> **Instructions for the task**:
Each entry below should be echoed exactly, with pictures omitted.

______________________________

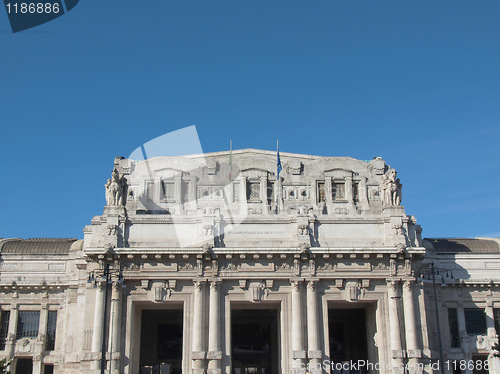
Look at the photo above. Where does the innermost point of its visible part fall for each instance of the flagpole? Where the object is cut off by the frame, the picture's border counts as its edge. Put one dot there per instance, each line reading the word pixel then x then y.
pixel 278 180
pixel 230 158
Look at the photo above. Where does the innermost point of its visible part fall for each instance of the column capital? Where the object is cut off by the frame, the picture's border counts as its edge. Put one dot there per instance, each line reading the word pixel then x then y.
pixel 198 283
pixel 295 283
pixel 392 284
pixel 312 284
pixel 408 284
pixel 214 285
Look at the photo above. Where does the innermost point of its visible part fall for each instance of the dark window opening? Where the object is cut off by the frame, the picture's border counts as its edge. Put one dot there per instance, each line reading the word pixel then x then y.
pixel 51 330
pixel 475 321
pixel 348 336
pixel 496 316
pixel 480 364
pixel 24 366
pixel 161 341
pixel 453 324
pixel 4 328
pixel 254 338
pixel 27 324
pixel 338 191
pixel 321 192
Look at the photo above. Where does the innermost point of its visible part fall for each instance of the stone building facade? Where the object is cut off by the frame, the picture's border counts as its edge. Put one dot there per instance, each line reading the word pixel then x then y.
pixel 216 264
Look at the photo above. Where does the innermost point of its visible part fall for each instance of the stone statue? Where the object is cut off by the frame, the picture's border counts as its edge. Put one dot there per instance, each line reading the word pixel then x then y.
pixel 390 189
pixel 115 189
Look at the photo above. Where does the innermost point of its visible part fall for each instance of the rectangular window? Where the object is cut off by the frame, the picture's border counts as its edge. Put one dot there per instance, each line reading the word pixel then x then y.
pixel 184 192
pixel 27 325
pixel 355 190
pixel 453 324
pixel 168 191
pixel 51 330
pixel 338 191
pixel 236 192
pixel 496 316
pixel 321 192
pixel 253 190
pixel 270 192
pixel 150 190
pixel 475 321
pixel 4 328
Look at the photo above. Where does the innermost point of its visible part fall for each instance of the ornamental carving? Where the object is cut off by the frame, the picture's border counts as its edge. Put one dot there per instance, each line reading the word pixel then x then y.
pixel 111 230
pixel 207 229
pixel 390 188
pixel 341 211
pixel 115 189
pixel 303 230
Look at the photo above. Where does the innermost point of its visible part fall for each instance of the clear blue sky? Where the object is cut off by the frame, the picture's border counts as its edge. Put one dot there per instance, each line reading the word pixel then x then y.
pixel 416 82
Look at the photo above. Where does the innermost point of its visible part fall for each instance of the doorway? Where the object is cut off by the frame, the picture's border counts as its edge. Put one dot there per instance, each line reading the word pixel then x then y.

______________________________

> **Output for this task**:
Look at the photo above. Where does the innermost point of its visible part fall for each instance of the flagpole? Where the object is cut off by the frame, the picture's border counts as its edge. Put one dot there per instance, each line reading the word pixel then x then y.
pixel 278 180
pixel 230 158
Look at the photo above. Where does the innermost point of its visible part fall for each instance of the column capital? Where the object is cut off by the frame, the picture's border counts as its edge. Put one dot there per instance, each line reading the word pixel then x then y.
pixel 198 283
pixel 295 283
pixel 392 284
pixel 312 284
pixel 408 284
pixel 214 285
Look at the photo above. Where does the innermost point of its visible part fall for each instance of the dark window opening? Where the object is cut off by the frame, the picture's border counts as its edge. Put one dot there per instance, each line reading the word pixel then x then y.
pixel 51 330
pixel 475 321
pixel 348 336
pixel 496 316
pixel 480 364
pixel 24 366
pixel 161 341
pixel 453 324
pixel 4 328
pixel 254 338
pixel 27 324
pixel 338 191
pixel 321 192
Look at the photo above. Where does the innermost point of its visible part fall for each instance of the stone building facade? Where the object is cut off by the frame, the picture's border counts as its edge. Put one dot there per instance, each line reading the word pixel then x then y.
pixel 216 264
Look at the photo above. Where does the innermost point of its visible part fall for each instance of the stone statue? Where the object is cut off by the frame, the picture's border counts as its edge. Put one dot there per instance, each line reading the word pixel then x then y.
pixel 390 189
pixel 115 189
Look at the photo above. Where does the innermost point of its visible part fall for each instance of the rectangular window? Where the object is cut off by the frame, the picture's border counts as its edge. Put one dot there per instance, each line reading the word pixel then x then y.
pixel 184 192
pixel 27 325
pixel 355 190
pixel 453 324
pixel 168 191
pixel 51 330
pixel 338 191
pixel 236 192
pixel 496 316
pixel 321 192
pixel 253 190
pixel 270 192
pixel 150 190
pixel 475 321
pixel 4 328
Look at the photo above. Where does the innermost point of its visible part fall for each instance of the ornamental carving? Where the object is cut off by the frame, the picture's border counts as its edge. Put one dot there per instance, each line reading the word pixel then x then y.
pixel 111 230
pixel 207 229
pixel 390 188
pixel 341 211
pixel 115 189
pixel 303 230
Look at the photo above. Where does the innermost point of its visible part fall for each instance of the clear blue sky? Where the object is cut off by the frame, the picture's border counts as its edge. Put one dot there per instance, each line reading the word pixel then x then y.
pixel 416 82
Look at the photo above. Where does the innermost point of its visible part fall for each instance of the doorway? Where the object is cut off by the frame, the picture's border counts as its edge. Put one dot there per instance, each line reading the word pixel then x then y.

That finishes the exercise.